9fans archive / 2001 / 01 / 536 /    prev next

From: Mike Haertel <mike@duc...>
Subject: Re: [9fans] 9P2000
Date: Wed, 31 Jan 2001 09:46:35 -0800 (PST)

>Aren't there two issues here?  One is resynchronizing
>the message stream, so that both sides agree on the 
>message boundaries.  The other is resynchronizing 
>the 9P conversation state, so that both sides agree
>on which tags and fids are in use and what they mean.

Yes.

>Something (an underlying transport protocol, say) needs
>to provide the first capability, but without the second
>you're still hosed.  In an IP environment, you can drop
>and redial the connection,

Yes, in an IP environment, the connection gets closed, and the
other end of the conversation detects that *independently of
the 9P byte stream*, when attempting to read or write the connection
returns some kind of "EOF" indication.

Provided records:
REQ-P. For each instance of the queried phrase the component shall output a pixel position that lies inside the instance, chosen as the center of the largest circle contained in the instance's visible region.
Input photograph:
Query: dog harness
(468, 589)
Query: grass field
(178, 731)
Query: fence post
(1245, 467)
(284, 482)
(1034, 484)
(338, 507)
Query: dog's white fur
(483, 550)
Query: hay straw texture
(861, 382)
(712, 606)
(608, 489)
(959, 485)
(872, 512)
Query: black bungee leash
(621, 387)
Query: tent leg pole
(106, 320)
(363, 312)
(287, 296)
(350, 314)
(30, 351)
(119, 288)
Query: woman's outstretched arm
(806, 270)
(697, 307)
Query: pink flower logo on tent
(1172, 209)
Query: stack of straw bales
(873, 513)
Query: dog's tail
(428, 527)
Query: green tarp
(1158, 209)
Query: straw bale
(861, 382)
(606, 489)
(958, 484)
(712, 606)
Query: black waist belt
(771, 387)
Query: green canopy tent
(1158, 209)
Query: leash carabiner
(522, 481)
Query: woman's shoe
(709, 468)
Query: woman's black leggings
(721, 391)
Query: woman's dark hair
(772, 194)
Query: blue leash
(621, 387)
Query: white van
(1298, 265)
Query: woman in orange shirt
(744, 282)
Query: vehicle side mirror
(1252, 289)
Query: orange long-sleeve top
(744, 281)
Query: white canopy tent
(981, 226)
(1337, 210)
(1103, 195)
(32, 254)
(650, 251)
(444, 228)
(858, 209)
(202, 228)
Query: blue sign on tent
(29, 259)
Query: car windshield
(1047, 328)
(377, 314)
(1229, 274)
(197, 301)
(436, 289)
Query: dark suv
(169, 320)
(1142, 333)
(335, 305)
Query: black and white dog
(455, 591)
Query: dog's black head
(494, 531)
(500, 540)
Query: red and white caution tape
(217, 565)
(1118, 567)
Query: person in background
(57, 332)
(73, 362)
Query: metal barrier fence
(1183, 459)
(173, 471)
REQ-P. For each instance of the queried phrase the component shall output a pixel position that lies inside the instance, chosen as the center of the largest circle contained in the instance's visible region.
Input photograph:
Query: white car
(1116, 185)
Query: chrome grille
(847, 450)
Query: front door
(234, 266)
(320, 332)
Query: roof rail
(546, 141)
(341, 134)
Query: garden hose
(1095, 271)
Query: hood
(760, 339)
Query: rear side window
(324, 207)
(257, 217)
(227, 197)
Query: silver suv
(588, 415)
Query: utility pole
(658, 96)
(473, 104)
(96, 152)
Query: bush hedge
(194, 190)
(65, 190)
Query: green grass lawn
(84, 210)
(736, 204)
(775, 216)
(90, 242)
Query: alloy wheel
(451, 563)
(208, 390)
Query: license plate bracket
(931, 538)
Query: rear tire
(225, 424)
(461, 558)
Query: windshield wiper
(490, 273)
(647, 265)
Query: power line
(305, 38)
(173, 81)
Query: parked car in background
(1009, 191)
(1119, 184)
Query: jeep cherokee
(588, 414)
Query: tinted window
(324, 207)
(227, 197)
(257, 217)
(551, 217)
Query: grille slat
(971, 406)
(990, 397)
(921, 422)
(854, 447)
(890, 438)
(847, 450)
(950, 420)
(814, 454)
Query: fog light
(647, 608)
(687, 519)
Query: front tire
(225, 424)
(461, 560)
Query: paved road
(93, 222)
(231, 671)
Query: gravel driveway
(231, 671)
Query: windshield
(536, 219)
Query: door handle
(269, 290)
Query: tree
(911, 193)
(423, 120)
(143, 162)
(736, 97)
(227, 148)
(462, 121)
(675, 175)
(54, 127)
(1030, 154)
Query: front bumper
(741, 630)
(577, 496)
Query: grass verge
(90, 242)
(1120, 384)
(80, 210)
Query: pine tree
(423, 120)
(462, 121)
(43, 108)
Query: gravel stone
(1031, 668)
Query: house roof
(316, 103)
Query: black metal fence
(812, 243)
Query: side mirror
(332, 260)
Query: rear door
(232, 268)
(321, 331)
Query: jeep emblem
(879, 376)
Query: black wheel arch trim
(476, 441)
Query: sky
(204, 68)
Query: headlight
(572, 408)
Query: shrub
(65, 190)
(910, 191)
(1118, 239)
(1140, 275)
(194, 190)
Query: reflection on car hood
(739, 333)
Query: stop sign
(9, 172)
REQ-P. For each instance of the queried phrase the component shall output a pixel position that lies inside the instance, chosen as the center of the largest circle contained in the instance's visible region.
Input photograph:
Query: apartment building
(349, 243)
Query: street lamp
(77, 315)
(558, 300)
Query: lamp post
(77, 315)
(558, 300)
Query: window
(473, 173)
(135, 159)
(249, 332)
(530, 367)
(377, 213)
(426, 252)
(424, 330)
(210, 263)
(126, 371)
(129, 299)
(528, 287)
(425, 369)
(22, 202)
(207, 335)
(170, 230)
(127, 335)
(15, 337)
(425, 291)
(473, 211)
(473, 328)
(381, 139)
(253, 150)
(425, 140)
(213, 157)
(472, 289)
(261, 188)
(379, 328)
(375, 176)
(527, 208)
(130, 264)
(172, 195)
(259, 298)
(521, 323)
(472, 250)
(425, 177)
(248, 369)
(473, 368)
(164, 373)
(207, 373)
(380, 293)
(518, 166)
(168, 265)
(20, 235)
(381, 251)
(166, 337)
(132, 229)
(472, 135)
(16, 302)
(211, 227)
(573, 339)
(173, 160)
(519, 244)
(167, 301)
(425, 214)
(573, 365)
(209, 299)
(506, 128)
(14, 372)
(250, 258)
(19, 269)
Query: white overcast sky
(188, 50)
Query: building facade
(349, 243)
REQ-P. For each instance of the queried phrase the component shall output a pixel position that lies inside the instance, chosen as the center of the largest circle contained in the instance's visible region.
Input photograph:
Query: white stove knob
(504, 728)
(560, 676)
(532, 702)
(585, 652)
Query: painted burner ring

Stated exercise: Retype the passage of the 9P2000 mailing-list message above from "9fans archive /" to "what they mean." word for word.

The output:
9fans archive / 2001 / 01 / 536 /    prev next

From: Mike Haertel <mike@duc...>
Subject: Re: [9fans] 9P2000
Date: Wed, 31 Jan 2001 09:46:35 -0800 (PST)

>Aren't there two issues here?  One is resynchronizing
>the message stream, so that both sides agree on the 
>message boundaries.  The other is resynchronizing 
>the 9P conversation state, so that both sides agree
>on which tags and fids are in use and what they mean.